Wpisy dotyczące lokalizowania nazwanych obiektów
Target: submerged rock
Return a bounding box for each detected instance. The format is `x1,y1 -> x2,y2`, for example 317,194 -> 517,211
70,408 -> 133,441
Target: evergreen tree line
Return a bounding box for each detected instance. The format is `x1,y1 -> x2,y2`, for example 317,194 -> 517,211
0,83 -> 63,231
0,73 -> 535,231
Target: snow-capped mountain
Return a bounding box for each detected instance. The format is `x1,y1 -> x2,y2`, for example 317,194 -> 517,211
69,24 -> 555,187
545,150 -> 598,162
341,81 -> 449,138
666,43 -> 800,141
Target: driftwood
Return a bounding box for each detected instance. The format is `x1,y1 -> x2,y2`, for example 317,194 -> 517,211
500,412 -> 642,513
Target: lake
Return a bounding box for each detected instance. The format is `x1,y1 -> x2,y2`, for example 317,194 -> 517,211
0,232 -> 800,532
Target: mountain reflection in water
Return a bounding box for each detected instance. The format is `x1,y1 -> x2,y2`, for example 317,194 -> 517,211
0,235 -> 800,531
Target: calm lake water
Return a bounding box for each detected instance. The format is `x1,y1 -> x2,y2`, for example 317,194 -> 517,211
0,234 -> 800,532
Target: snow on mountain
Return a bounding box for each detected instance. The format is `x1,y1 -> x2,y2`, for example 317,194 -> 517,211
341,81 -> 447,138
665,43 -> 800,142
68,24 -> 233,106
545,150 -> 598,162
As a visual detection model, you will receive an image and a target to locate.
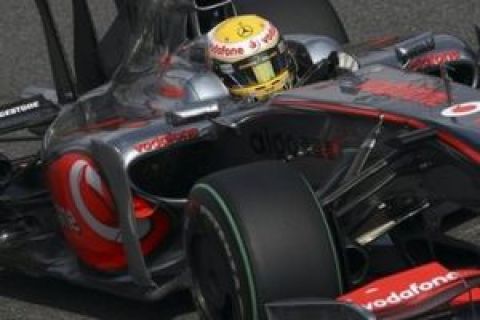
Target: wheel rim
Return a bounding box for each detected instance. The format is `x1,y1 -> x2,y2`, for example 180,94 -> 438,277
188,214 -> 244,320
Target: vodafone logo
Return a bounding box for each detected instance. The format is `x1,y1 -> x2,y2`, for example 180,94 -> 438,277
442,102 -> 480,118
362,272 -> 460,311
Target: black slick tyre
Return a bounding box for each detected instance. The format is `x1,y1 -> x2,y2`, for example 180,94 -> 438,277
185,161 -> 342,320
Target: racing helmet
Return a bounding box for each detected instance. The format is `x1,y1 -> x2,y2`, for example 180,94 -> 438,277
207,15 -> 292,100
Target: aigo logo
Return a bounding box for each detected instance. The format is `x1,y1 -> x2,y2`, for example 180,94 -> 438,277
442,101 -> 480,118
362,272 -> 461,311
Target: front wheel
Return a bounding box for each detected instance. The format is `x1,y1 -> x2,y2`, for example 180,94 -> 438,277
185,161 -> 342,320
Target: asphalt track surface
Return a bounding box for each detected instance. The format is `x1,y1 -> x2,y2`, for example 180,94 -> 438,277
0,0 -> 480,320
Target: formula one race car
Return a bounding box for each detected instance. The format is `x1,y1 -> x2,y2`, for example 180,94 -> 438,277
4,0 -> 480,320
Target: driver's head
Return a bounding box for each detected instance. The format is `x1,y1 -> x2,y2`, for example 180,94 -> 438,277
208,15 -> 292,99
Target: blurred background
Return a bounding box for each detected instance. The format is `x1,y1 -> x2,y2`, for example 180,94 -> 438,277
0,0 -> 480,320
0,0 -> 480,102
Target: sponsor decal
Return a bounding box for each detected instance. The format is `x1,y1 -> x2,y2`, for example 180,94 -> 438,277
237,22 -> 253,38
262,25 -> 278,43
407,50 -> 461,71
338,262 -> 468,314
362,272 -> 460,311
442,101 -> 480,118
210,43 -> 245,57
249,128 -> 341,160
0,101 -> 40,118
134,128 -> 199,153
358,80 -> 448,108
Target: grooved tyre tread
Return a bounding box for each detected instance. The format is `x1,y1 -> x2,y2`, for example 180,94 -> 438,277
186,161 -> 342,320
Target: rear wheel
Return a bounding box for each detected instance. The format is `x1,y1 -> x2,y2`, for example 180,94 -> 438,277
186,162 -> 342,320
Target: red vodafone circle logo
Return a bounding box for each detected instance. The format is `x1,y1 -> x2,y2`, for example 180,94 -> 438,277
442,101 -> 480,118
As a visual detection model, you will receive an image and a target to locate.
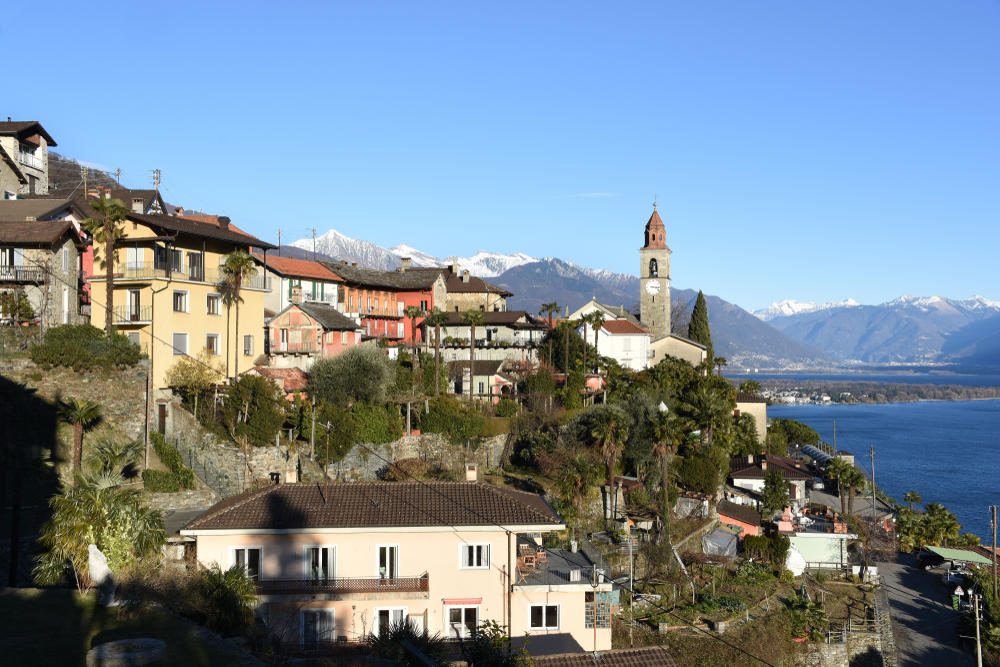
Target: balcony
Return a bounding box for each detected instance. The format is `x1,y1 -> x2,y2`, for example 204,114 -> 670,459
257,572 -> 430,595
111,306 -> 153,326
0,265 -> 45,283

--

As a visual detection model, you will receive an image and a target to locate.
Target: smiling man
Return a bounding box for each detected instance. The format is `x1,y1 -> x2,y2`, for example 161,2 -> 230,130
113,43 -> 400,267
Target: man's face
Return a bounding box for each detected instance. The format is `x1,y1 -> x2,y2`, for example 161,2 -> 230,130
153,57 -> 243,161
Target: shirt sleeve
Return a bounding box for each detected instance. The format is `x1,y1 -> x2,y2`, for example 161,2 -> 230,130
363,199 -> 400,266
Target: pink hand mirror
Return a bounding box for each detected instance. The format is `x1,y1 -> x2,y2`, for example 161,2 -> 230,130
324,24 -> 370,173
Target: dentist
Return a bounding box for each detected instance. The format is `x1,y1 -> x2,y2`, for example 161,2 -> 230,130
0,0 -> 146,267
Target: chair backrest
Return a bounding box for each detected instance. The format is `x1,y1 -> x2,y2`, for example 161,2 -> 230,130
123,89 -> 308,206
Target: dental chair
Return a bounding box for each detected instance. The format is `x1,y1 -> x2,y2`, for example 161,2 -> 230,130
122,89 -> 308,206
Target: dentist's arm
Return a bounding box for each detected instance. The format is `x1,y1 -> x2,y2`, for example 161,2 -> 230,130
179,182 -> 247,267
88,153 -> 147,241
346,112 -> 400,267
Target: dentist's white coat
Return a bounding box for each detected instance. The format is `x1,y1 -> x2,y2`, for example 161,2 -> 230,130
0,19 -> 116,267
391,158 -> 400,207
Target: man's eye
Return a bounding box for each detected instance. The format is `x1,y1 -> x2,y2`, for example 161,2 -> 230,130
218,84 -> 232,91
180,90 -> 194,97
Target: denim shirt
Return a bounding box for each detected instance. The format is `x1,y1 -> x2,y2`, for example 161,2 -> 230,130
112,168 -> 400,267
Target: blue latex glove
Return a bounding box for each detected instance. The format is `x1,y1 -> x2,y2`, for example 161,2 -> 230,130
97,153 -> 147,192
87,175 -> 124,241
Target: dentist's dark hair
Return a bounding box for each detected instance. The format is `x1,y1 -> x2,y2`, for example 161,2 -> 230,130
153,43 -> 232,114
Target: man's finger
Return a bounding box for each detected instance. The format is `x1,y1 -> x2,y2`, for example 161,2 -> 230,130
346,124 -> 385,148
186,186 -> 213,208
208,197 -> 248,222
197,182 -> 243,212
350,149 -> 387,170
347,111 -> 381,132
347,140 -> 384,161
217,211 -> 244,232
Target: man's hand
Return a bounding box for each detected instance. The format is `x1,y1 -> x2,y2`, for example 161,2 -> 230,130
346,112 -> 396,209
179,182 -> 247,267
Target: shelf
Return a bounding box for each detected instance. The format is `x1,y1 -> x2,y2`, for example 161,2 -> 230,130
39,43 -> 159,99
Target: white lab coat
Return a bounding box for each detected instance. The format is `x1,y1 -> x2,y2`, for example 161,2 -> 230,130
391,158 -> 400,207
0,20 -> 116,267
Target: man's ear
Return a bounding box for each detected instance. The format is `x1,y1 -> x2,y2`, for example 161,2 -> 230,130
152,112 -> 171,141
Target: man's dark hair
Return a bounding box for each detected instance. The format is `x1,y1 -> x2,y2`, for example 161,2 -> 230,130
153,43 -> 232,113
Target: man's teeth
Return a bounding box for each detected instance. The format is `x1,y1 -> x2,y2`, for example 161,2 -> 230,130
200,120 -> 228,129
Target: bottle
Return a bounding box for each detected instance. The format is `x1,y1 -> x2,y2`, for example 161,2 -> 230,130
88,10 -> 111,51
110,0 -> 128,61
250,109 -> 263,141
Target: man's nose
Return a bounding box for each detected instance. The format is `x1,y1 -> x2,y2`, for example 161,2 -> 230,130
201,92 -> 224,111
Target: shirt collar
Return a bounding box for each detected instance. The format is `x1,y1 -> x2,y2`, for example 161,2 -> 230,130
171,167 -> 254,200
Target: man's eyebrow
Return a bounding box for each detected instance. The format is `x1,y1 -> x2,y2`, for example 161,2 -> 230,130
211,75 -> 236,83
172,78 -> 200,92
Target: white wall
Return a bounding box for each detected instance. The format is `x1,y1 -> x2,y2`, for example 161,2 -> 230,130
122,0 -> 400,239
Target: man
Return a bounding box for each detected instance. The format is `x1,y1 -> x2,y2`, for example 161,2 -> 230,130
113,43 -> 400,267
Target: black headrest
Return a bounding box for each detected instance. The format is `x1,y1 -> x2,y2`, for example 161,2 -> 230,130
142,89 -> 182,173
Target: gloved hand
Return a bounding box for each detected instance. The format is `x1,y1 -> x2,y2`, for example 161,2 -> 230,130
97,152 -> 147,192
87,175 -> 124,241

--- Zadanie ---
Wypisz w formie listy numerowanej wszystko od wiersza zawierającego "Target: white lab coat" w dół do wiersza zawierającego "250,109 -> 263,141", łącznie z oboma tymi wierszami. Puste wiersze pomiń.

--- Pełny wynik ---
1. Target: white lab coat
2. Return a bounding box for each detected instance. The format is `x1,y1 -> x2,y2`, for example 161,2 -> 230,130
3. 391,158 -> 400,207
4. 0,20 -> 116,267
5. Target: man's ear
6. Return a bounding box for each detected instance. The format is `x1,y1 -> x2,y2`, for example 161,2 -> 230,130
7. 152,112 -> 171,141
8. Target: man's dark hair
9. Return a bounding box for each detected instance. The format is `x1,y1 -> x2,y2`, for example 161,2 -> 230,130
10. 153,43 -> 232,113
11. Target: man's teeth
12. Return a bounding box for each detected instance. The format is `x1,y1 -> x2,y2`, for example 161,2 -> 230,130
13. 200,120 -> 228,129
14. Target: bottle
15. Return a bounding box for each detected instance. The format is `x1,y1 -> x2,y2`, for example 161,2 -> 230,130
16. 88,10 -> 111,51
17. 110,0 -> 128,61
18. 250,109 -> 263,141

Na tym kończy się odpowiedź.